Directive: From the listing below, extract and copy each line that contains the string "plank".

═══ Available records

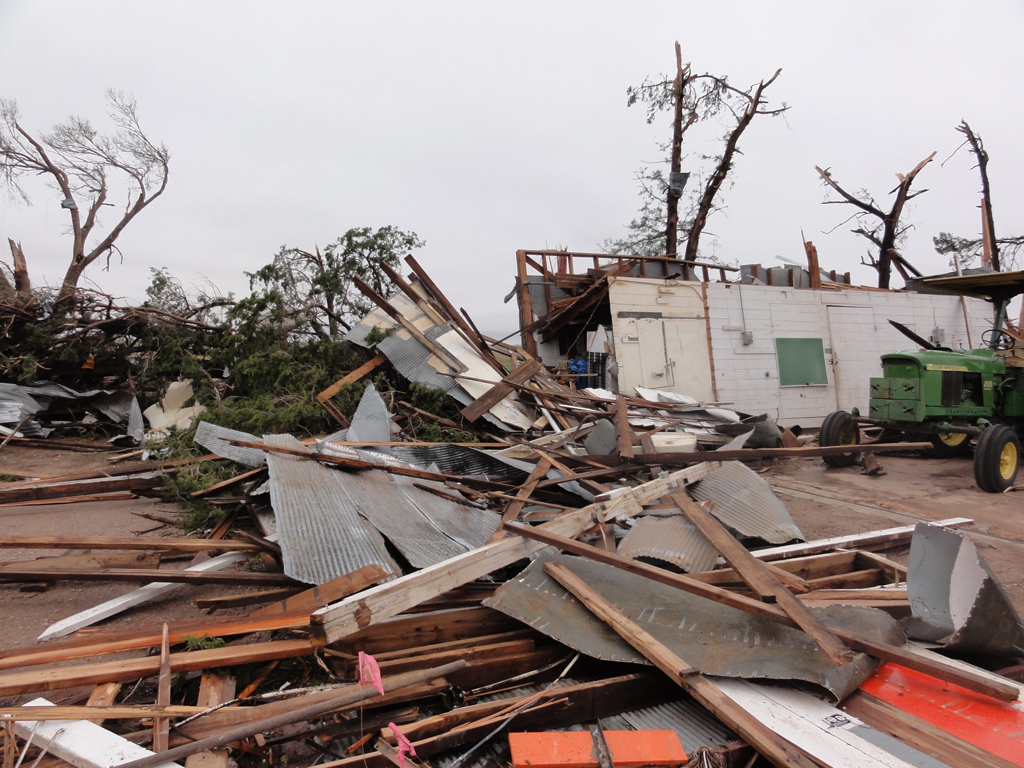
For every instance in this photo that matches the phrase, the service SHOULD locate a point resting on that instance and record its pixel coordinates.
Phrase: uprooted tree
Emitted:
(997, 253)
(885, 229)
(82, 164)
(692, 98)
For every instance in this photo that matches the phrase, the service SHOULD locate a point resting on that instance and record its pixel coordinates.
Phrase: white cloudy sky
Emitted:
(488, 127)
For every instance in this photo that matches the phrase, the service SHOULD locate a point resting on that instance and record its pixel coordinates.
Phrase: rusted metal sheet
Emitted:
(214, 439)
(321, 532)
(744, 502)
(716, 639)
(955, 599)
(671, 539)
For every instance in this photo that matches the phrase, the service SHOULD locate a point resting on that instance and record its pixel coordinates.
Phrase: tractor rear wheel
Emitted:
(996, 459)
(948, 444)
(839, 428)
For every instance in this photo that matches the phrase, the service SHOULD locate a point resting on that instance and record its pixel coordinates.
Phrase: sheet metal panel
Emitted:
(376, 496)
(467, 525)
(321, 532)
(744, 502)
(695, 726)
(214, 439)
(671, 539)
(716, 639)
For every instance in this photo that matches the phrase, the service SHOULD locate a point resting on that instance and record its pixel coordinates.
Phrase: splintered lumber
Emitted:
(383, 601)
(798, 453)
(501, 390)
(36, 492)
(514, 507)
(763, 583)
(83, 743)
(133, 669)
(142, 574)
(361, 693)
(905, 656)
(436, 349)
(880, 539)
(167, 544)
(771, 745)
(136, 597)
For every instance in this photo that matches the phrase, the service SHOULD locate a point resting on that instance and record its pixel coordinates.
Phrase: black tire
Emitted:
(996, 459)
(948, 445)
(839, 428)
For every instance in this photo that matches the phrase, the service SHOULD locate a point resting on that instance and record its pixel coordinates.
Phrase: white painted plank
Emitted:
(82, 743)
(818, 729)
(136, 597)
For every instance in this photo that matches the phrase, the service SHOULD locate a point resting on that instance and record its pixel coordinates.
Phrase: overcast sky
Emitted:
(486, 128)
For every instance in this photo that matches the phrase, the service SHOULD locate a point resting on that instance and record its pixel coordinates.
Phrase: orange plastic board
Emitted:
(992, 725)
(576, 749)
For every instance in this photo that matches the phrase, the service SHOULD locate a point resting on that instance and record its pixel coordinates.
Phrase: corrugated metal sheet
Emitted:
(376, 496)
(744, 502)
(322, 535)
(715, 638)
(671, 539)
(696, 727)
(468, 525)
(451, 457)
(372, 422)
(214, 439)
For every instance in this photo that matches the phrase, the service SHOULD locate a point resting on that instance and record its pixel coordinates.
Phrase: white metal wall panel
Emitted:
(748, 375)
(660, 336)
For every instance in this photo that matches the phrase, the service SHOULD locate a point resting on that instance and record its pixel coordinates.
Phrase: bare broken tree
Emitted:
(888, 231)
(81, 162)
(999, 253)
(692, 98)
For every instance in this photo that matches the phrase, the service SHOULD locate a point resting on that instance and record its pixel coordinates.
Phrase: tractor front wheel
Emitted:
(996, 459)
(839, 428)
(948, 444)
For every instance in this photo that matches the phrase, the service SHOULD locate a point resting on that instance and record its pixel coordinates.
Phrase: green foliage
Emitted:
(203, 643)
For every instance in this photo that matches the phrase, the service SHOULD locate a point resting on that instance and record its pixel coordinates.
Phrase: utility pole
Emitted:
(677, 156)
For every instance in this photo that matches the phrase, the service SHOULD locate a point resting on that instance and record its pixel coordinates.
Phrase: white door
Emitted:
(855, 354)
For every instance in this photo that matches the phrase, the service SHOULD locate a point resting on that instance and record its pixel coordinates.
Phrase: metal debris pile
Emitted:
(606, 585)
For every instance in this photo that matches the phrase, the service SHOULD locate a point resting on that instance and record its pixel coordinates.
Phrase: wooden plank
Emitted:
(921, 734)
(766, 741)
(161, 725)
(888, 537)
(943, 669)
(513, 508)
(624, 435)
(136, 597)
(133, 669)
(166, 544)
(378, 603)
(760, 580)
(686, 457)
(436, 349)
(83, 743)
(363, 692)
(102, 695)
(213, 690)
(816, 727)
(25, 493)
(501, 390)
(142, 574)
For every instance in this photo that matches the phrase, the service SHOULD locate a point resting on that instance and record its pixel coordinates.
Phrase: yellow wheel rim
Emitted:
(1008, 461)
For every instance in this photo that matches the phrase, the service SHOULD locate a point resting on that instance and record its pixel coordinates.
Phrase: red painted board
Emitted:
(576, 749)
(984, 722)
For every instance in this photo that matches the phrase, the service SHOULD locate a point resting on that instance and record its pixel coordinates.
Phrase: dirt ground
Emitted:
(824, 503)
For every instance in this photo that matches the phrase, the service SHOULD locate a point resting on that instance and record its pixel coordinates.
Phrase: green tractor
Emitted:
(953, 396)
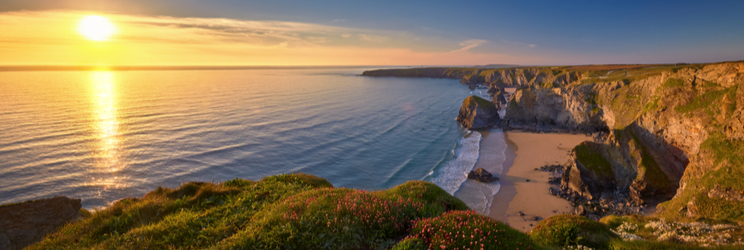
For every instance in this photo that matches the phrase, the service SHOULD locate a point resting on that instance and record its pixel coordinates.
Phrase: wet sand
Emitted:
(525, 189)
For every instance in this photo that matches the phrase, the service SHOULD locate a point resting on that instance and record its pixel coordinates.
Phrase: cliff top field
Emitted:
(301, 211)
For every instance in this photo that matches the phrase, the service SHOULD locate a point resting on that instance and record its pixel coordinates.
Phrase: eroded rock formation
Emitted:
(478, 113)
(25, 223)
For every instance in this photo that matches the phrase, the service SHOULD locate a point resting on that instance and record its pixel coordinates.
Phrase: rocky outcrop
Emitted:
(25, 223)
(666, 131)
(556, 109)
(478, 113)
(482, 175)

══════
═══ Available records

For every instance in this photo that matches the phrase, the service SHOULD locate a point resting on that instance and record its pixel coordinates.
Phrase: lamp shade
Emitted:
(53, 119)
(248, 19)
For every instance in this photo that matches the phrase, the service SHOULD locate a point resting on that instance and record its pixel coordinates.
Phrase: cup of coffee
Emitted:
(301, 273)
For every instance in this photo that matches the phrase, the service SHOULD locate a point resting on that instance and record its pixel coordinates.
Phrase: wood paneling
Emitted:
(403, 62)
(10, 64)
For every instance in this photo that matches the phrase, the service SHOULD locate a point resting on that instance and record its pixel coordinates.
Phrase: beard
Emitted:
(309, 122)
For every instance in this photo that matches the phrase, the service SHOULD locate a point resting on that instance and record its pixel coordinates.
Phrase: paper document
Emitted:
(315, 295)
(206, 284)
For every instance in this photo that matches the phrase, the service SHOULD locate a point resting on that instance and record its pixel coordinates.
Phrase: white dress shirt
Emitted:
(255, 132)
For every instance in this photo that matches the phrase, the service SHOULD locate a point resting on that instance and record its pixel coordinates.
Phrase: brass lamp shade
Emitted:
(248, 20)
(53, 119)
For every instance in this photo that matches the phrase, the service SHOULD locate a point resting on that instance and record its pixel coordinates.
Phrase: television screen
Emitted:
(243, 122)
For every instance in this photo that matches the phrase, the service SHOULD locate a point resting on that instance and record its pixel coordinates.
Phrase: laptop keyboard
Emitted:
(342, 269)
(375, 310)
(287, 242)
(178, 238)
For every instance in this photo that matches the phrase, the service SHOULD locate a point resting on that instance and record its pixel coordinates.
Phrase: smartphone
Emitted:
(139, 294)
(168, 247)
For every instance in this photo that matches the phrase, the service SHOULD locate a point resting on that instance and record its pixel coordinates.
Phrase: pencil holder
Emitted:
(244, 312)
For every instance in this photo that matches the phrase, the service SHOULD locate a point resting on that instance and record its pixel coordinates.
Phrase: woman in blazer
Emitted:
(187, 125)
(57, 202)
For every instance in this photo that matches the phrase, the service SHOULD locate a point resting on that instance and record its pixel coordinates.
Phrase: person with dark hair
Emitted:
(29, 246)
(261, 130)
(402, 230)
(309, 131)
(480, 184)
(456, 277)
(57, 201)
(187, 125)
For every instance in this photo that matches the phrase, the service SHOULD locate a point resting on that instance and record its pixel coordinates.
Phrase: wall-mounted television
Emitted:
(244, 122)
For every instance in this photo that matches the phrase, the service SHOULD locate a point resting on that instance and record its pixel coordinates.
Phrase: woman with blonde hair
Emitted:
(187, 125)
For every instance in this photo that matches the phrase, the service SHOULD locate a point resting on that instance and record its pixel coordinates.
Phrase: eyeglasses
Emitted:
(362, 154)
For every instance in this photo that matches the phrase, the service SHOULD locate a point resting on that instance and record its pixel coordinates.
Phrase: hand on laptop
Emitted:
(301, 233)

══════

Worked solution:
Phrase: white painted plank
Phrase: wooden plank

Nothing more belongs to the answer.